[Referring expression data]
____

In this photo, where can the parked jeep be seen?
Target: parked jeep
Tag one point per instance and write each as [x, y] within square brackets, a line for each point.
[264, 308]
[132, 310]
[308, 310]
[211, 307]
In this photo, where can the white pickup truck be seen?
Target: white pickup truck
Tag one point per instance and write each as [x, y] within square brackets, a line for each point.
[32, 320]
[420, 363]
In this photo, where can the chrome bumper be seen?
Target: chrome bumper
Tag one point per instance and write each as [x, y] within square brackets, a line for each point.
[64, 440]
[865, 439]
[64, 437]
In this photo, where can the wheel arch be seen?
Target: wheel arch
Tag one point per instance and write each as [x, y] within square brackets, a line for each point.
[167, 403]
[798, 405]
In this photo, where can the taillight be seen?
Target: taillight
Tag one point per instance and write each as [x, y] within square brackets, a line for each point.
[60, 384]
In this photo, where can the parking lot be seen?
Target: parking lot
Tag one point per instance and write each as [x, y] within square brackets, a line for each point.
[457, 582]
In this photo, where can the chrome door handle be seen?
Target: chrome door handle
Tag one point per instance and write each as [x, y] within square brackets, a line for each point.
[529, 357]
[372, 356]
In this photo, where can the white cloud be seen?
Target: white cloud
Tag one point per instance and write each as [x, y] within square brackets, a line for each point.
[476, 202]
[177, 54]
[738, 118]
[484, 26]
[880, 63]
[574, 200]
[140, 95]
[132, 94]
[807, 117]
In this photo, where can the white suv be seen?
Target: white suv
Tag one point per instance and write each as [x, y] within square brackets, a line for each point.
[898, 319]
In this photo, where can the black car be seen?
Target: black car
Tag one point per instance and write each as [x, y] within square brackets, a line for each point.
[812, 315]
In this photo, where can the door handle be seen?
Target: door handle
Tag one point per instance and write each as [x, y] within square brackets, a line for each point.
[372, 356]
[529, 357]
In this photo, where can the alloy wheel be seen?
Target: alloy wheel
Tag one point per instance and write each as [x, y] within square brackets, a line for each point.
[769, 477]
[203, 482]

____

WHAT YOU ARE ASKED TO DO:
Give back only the lines from the one containing "In this photo, where can the alloy" through the final line of the entries above, exactly as written, both included.

SOLUTION FOR THIS PROBLEM:
In this photo, where can the alloy wheel be seen?
Target: alloy wheel
Tag one point per instance and write each as [x, y] within square brackets, a line for each point.
[769, 477]
[203, 482]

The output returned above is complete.